[Short problem] Repeat exactly the lines from the line containing "Where can the man be" to the last line of the listing, including both.

»»

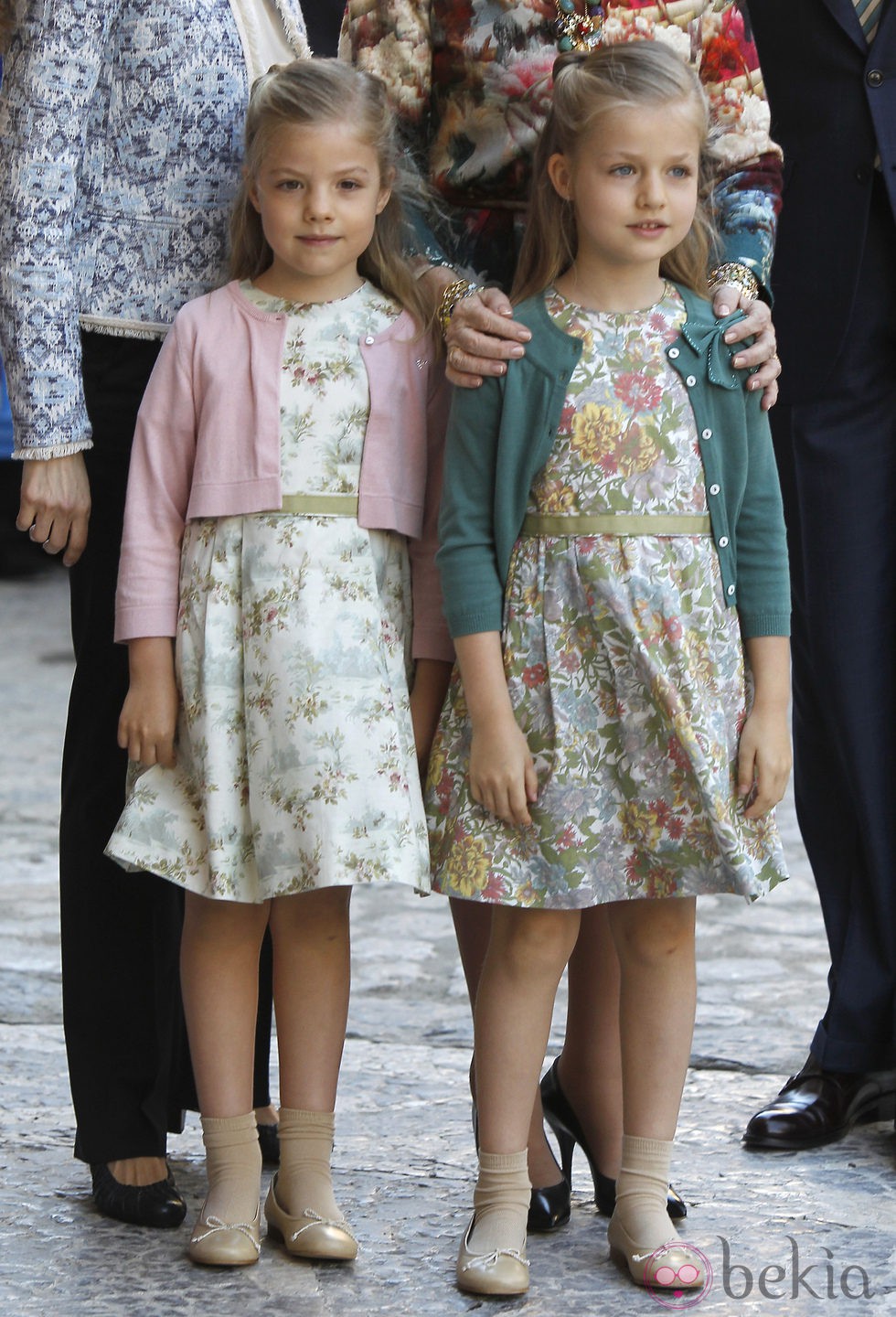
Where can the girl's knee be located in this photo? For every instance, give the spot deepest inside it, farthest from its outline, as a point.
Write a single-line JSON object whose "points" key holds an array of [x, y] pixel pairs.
{"points": [[534, 938], [321, 915], [652, 930]]}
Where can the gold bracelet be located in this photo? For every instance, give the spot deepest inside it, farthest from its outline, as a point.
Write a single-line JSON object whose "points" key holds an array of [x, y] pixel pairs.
{"points": [[452, 294], [736, 275]]}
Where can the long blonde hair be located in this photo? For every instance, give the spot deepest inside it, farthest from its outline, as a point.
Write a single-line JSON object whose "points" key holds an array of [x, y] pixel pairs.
{"points": [[326, 91], [587, 86]]}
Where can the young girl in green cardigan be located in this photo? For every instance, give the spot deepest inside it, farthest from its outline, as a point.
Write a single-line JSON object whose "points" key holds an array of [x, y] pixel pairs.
{"points": [[614, 577]]}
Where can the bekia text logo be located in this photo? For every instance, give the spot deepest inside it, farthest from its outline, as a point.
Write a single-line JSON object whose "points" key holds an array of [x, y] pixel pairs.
{"points": [[685, 1284]]}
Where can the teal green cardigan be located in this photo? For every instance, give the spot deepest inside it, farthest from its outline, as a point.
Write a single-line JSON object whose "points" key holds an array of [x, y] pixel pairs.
{"points": [[502, 434]]}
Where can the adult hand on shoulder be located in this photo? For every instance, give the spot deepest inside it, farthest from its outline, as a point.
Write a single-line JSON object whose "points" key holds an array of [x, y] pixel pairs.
{"points": [[757, 326], [482, 337], [56, 505]]}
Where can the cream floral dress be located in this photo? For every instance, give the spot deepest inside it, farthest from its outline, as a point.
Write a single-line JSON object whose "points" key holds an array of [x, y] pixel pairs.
{"points": [[624, 664], [296, 766]]}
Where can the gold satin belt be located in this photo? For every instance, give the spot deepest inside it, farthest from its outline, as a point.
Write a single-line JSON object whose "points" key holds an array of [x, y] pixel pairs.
{"points": [[616, 523], [318, 505]]}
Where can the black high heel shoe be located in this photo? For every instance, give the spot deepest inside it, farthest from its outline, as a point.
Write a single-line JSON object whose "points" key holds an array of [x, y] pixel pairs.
{"points": [[566, 1128], [549, 1208]]}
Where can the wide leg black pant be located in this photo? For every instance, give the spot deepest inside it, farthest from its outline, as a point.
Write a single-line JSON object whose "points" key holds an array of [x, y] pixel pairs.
{"points": [[837, 461], [125, 1038]]}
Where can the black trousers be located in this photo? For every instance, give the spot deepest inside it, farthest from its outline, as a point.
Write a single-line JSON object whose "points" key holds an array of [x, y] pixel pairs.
{"points": [[125, 1037], [837, 461]]}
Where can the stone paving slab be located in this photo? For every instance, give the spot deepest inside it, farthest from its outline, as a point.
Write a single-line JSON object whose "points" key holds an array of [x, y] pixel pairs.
{"points": [[404, 1161]]}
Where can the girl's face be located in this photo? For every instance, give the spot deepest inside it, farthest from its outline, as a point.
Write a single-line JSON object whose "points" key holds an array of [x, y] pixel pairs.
{"points": [[633, 183], [318, 191]]}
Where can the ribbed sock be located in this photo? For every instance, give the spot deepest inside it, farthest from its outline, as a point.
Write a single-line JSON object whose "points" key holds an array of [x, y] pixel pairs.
{"points": [[641, 1191], [233, 1162], [500, 1202], [304, 1180]]}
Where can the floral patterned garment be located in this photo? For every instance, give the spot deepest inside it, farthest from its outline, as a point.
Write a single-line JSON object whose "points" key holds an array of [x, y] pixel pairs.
{"points": [[624, 664], [471, 86], [296, 764]]}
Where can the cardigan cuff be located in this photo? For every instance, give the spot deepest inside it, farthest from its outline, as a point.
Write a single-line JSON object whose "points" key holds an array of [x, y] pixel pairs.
{"points": [[764, 625]]}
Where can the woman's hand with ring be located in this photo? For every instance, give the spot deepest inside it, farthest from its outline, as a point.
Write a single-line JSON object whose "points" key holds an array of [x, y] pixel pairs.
{"points": [[762, 352], [483, 336]]}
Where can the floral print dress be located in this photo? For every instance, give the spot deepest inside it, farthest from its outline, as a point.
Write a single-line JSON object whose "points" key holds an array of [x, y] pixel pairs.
{"points": [[624, 664], [296, 764]]}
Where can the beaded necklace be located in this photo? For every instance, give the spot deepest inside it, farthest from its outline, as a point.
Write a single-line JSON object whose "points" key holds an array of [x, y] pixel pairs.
{"points": [[578, 30]]}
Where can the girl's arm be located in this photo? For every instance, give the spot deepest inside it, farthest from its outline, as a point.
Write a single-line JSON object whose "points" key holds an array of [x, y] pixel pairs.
{"points": [[431, 684], [502, 769], [149, 714], [763, 762]]}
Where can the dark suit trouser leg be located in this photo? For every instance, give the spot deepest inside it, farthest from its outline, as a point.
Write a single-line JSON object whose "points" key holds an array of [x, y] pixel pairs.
{"points": [[837, 458], [128, 1059], [120, 931]]}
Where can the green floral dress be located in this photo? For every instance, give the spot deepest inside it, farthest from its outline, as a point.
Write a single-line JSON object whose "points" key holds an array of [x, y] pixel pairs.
{"points": [[624, 664], [296, 764]]}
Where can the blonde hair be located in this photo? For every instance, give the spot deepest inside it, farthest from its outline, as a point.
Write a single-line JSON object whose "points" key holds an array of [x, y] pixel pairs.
{"points": [[587, 86], [326, 91]]}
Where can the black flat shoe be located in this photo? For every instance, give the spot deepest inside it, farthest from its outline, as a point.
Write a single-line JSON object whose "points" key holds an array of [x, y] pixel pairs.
{"points": [[550, 1208], [566, 1128], [818, 1107], [156, 1204], [269, 1138]]}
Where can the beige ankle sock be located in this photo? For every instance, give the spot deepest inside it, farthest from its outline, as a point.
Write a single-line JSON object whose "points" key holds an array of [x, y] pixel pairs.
{"points": [[500, 1202], [641, 1190], [233, 1162], [304, 1179]]}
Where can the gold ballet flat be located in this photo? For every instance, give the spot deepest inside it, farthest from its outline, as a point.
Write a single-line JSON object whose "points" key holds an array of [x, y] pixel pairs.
{"points": [[503, 1271], [671, 1266], [309, 1235], [219, 1244]]}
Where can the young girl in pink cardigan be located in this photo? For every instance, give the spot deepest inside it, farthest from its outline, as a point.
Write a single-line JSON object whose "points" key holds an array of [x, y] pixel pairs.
{"points": [[283, 618]]}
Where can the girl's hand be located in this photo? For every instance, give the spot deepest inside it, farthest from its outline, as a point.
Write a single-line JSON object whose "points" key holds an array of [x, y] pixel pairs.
{"points": [[763, 350], [502, 771], [482, 337], [149, 715], [763, 762]]}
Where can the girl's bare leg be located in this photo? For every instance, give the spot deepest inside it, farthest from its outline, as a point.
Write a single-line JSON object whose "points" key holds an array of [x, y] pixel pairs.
{"points": [[527, 954], [473, 924], [591, 1065], [654, 942], [312, 978], [219, 971]]}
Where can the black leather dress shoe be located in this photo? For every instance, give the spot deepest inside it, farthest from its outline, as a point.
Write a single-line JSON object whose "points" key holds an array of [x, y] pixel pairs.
{"points": [[818, 1107], [156, 1204]]}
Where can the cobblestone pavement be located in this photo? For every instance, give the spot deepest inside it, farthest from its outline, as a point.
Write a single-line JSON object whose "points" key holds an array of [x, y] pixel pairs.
{"points": [[823, 1223]]}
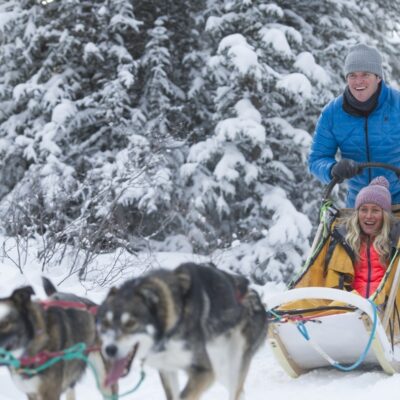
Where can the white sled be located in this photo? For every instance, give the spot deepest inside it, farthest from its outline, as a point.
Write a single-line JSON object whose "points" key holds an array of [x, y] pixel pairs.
{"points": [[314, 325], [336, 340]]}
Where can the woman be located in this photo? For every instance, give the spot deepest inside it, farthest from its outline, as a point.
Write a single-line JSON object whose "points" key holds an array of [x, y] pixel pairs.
{"points": [[371, 235], [371, 231], [360, 247]]}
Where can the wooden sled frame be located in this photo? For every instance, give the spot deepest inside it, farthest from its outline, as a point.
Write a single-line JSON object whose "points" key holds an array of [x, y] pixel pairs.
{"points": [[281, 334]]}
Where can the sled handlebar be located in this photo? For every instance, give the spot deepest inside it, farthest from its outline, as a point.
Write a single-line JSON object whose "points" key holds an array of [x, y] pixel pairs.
{"points": [[362, 166]]}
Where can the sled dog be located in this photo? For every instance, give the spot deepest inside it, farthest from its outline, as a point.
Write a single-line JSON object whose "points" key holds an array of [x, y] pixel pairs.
{"points": [[196, 318], [27, 329]]}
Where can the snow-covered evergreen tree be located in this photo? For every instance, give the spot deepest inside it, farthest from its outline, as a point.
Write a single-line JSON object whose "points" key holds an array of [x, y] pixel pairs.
{"points": [[273, 67], [175, 119]]}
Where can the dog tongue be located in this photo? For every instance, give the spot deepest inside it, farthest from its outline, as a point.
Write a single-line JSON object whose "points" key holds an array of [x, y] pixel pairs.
{"points": [[116, 371]]}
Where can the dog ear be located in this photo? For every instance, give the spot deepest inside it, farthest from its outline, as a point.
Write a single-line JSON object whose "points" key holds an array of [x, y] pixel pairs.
{"points": [[22, 295], [150, 296], [184, 280], [48, 286]]}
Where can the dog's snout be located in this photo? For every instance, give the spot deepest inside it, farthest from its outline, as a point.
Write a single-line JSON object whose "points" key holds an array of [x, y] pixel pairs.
{"points": [[111, 350]]}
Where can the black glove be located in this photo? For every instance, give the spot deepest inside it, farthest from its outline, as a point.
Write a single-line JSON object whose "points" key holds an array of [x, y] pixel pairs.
{"points": [[345, 169]]}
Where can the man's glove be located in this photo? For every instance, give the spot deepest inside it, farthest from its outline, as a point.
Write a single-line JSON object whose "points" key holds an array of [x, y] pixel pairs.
{"points": [[345, 169]]}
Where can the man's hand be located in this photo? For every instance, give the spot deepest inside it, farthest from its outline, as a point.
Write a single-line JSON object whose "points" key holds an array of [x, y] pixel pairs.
{"points": [[345, 169]]}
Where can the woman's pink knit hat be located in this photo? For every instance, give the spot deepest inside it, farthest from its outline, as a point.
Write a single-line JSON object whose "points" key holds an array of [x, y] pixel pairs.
{"points": [[377, 192]]}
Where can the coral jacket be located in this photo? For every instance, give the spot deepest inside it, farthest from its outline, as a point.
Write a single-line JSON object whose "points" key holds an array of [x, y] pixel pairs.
{"points": [[368, 271]]}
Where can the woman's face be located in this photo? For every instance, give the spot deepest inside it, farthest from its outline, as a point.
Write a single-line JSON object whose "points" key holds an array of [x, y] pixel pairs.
{"points": [[370, 218]]}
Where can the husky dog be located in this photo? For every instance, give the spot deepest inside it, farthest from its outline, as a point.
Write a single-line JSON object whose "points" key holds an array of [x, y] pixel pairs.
{"points": [[196, 318], [27, 329], [98, 362]]}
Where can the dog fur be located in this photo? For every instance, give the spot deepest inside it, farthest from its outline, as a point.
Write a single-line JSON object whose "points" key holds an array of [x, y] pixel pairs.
{"points": [[26, 329], [196, 318]]}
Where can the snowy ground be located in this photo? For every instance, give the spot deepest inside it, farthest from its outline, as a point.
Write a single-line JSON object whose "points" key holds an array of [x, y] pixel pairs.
{"points": [[266, 379]]}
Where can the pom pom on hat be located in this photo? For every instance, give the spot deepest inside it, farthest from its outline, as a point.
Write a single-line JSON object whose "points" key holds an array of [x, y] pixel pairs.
{"points": [[377, 192]]}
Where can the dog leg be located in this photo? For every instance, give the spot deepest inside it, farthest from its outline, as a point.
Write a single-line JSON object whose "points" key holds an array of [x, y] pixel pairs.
{"points": [[170, 384], [200, 379], [101, 366]]}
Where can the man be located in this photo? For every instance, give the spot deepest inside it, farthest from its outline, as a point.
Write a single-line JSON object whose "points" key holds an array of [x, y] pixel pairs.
{"points": [[363, 123]]}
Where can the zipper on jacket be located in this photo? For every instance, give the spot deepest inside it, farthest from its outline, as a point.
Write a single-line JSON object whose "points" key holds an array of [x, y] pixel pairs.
{"points": [[369, 268], [367, 147]]}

««

[Output of the task]
Where can the man be located in this photo? For every instance, give the spot deepest inside it, farthest from its outline, as a point.
Write a single-line JSON object whose "points" key holds an array of [x, y] pixel pairs.
{"points": [[363, 123]]}
Where can the zipper on jacket be located in this photo? For every instance, give the spot deepest inside it, farthest from its outline, as a point.
Write a single-line JSON object whose "points" key holds an array of [x, y] pixel pairs.
{"points": [[369, 268], [367, 147]]}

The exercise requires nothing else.